Excerpt:
%%

Diablo (Esteban Corazón de Ablo) is a supervillain appearing in American comic books published by Marvel Comics. The character is depicted as an evil alchemist, and an enemy of the Fantastic Four. Created by writer Stan Lee and artist Jack Kirby, the character first appeared in Fantastic Four #30 (September 1964).

Publication history

Diablo was created by writer Stan Lee and artist Jack Kirby, and first appeared in Fantastic Four #30 (September 1964).

In a 2013 interview with Chris Hardwick of Nerdist, creator Lee said that Diablo was his greatest regret because he could not remember the character aside from his name, who he is, and why he did what he did, saying, "When you create a character you should feel you know him".

Fictional character biography
Esteban Corazón de Ablo was a powerful alchemist in 9th century Saragossa, who sold his soul to the demon Mephisto to lengthen his life far beyond a human span.

Years later, Diablo set up a base in Transylvania where he made a pact with the Vampires.

The villagers had enough of him where they formed an angry mob and buried him within a stone crypt under his castle. Another century later, the Fantastic Four appeared in Transylvania on a vacation, when a local named Baron Hugo told them the legend of Diablo. That night, Diablo whispered to The Thing to awake and free him from his prison by pulling out the stone plug on his crypt and smashing the stone slab that covered him. Freed, Diablo offered a potion to the Thing that would turn him halfway into a human. In exchange for Ben's services for a year, he would give him the other potion that would finalize the change. When the rest of the Fantastic Four arrived, they found Ben working for Diablo. They fought with him and tried to convince him to leave his service, but Ben refused, and the three were forced to leave him behind. Diablo soon made his appearance known to the world, and sold his alchemic chemicals internationally, making him the richest man on the planet. Shortly before the rest of the world, Mister Fantastic discovered that Diablo's chemicals worked, but only for a short while, before failing. The world turned on Diablo, but he had already built up an army of loyal followers and was prepared to use his alchemic powers to conquer the planet. But once Diablo had revealed his true intentions, the Fantastic Four were free to attack him. At the same time, the Thing had also discovered that the potion he was given wore off, and he turned on Diablo, but Diablo used one of his chemical pellets to knock him out and seal him in an unbreakable, glass capsule. The remaining three members of the Fantastic Four soon attacked Diablo's fortress, but after a struggle, Diablo managed to capture them with his chemical pellets. Diablo sealed up the last of the Fantastic Four in the same capsules, but Ben quickly escaped when his broke down. Angered, he chased Diablo through his own castle, until he crushed a suit of armor into a giant ball, and threw it after him. Diablo ran from it, hiding within the crypt that the villagers had sealed him in. The Thing followed behind him and reinserted the giant, stone plug, and then smashed it with both fists, causing the entire castle to come crumbling down upon the crypt. The Fantastic Four were later freed, and the Human Torch melted the stone into slag to harden Diablo's prison.

%%

Raw records:
%%

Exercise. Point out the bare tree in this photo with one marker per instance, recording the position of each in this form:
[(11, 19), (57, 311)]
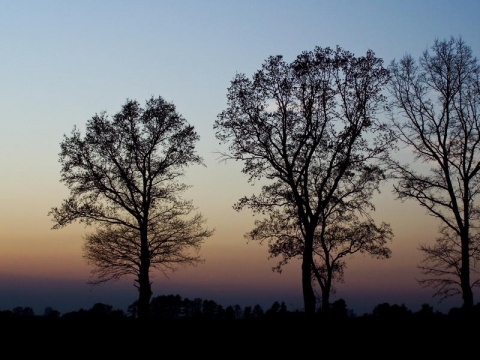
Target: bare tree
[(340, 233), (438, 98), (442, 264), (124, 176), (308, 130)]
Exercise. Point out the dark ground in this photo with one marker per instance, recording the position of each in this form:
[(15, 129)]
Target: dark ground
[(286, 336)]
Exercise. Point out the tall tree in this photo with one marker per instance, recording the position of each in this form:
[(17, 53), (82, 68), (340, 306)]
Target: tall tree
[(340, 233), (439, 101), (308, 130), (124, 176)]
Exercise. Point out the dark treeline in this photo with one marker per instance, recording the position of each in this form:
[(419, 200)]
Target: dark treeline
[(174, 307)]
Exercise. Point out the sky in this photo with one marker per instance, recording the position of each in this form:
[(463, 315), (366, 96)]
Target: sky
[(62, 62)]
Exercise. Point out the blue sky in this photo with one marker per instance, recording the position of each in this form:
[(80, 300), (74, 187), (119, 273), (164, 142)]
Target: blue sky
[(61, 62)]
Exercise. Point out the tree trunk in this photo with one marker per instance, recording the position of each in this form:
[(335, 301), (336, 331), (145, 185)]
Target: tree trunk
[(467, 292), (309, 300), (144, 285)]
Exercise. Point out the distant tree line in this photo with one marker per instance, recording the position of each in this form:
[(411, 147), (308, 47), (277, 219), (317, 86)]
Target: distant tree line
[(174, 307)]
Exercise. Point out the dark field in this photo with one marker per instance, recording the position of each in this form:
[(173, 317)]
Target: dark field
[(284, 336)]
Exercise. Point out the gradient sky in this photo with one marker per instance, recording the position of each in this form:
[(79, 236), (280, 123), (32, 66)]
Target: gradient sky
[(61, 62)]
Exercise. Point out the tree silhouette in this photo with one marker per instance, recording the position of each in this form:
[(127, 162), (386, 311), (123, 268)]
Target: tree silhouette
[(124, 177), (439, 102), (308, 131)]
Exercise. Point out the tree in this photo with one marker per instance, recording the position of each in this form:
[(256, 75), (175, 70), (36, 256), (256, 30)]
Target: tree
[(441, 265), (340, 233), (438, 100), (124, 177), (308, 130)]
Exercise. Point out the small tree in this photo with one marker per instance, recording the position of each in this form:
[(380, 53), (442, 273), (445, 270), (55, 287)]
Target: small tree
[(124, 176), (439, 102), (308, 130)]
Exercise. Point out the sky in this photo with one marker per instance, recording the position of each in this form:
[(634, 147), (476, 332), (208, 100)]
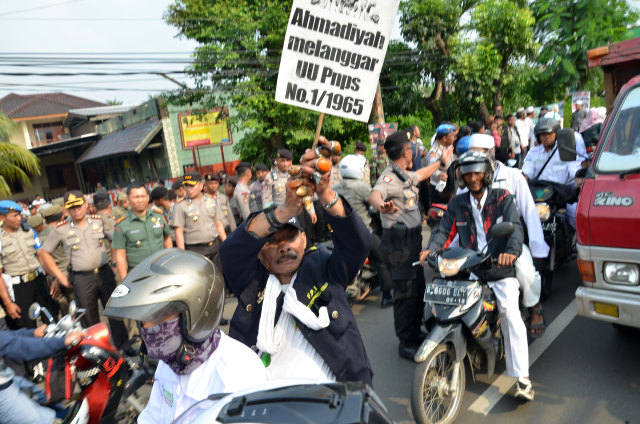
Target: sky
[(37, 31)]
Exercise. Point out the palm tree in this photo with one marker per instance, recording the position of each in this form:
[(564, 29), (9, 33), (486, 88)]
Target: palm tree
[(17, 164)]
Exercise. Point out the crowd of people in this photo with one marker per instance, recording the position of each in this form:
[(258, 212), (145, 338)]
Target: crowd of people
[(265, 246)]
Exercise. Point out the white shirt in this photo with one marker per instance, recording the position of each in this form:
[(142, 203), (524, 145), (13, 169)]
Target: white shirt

%%

Tasks and exercises:
[1] Using the Diablo article, write out the passage between "In a 2013 interview" and "a human span.", inclusive, and substitute "Zaragoza" for "Saragossa".
[2] According to the Diablo article, in which comic book issue did the character first appear?
[3] Decide whether each statement agrees with the Diablo article. Answer yes or no, and quote the words from the article that settle it.
(a) Diablo was an alchemist in 9th century Saragossa.
(b) Baron Hugo freed Diablo from his crypt.
(c) The Human Torch melted the stone of Diablo's prison.

Per-task outputs:
[1]
In a 2013 interview with Chris Hardwick of Nerdist, creator Lee said that Diablo was his greatest regret because he could not remember the character aside from his name, who he is, and why he did what he did, saying, "When you create a character you should feel you know him".

Fictional character biography
Esteban Corazón de Ablo was a powerful alchemist in 9th century Zaragoza, who sold his soul to the demon Mephisto to lengthen his life far beyond a human span.

[2] Fantastic Four #30 (September 1964).

[3]
(a) Yes: "Esteban Corazón de Ablo was a powerful alchemist in 9th century Saragossa"
(b) No: "Diablo whispered to The Thing to awake and free him from his prison"
(c) Yes: "the Human Torch melted the stone into slag to harden Diablo's prison"